[Written exercise]:
Go on with the article about the Film Forum run of Viridiana from where it stops.

[Article]:

[Start]

Viridiana, Luis Buñuel's provocative 1961 Palme d'Or-winning classic proving that life is a bitch and then you play cards, will run at New York City's Film Forum from Friday, April 24, through Thursday, April 30.
Inspired by a painting of Saint Viridiana kneeling on the floor before a crucifix and crown of thorns (and by Benito Pérez Galdós' novel Halma), co-written by Buñuel and Julio Alejandro, and financed by the lead actress' rich husband, Viridiana stars Silvia Pinal (recently honored with a Lifetime Achievement 2008 Ariel Award), as a pious young nun who, before entering a cloister, goes visit her strange and reclusive uncle (Fernando Rey). There, while trying to do Good, she befriends the uncle's out-of-wedlock son (Francisco Rabal), who enjoys having the company of his pretty cousin.
In Viridiana, Buñuel's humor is, as usual, subtly (sometimes not that subtly) mordant, though the film isn't exactly the type that'll make you pee in your pants laughing. That said, there's a very good chance it'll elicit chuckles here and there, in addition to either gasps or applause (quite possibly both) at the filmmaker's daring – including the infamous dinner-table sequence in which the local rabble is portrayed like Christ and the apostles in Da Vinci's “Last Supper.” (My favorite scene in Viridiana shows an obnoxious little girl jumping rope – a rope had just been used for a suicide.)
Needless to say, the Catholic Church wanted Buñuel exorcized, while General Francisco Franco's right-wing regime had the film banned in Spain, where reportedly all local prints were burned. All to no avail. Franco is long gone, the Catholic Church has been rocked by myriad real-life scandals – whereas Buñuel's merciless cinematic demons, now more widely available than ever, remain as effective as they were nearly half a century ago.

[End]

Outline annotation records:

[Start]

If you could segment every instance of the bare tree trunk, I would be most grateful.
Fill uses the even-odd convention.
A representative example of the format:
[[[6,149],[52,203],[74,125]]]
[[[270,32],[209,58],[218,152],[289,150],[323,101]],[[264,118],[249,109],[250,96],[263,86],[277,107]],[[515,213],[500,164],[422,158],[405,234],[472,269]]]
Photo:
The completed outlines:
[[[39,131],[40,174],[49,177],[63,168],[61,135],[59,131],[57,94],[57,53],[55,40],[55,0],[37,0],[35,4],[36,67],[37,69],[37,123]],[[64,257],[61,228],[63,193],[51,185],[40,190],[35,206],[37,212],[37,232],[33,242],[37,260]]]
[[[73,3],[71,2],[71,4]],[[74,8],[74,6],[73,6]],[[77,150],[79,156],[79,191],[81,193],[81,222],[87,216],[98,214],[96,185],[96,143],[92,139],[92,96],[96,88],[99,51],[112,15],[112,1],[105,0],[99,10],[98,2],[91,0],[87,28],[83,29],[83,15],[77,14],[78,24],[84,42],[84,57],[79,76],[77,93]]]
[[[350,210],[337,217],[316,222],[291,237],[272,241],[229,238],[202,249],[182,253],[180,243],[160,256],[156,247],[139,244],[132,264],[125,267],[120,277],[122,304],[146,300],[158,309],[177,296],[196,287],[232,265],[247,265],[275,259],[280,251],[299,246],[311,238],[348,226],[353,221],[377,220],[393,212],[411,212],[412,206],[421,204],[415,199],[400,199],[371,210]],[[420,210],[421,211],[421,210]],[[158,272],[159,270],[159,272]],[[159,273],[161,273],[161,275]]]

[End]

[Result of this task]:
Note: The film's Palme d'Or was shared with The Long Absence / Une aussi longue absence.
The synopsis below is from Film Forum:
“As ordered by Mother Superior, ultra-pious, about-to-be-cloistered nun Viridiana (Silvia Pinal) goes for a last visit to the reclusive uncle she hardly knows (Buñuel regular and French Connection heavy Fernando Rey), solely as a mission of mercy — but unknown to her, there's a perfectly fitting wedding dress and spiked coffee in store. Buñuel creates a memorable tableau: Rey's neglected illegitimate son Francisco Rabal, despite a utilitarian view of women and offensive — even for the time — smoking habits, frees a little dog from cruelty only for another one to trot past in the same plight; a penitential crown of thorns flames up next to an outdoor bonfire while a child's jump rope is involved in death and attempted rape; and Viridiana's attempt to take a bevy of pitiful beggars under her wing ends with… Apparently altruism doesn't pay — but that's just the beginning of the provocations in Buñuel's triumphant return to filmmaking in Franco's Spain, where censors actually approved the script — but then “a reproduction of Da Vinci's 'Last Supper' was its sole description of the most notorious scene.”
Film Forum website.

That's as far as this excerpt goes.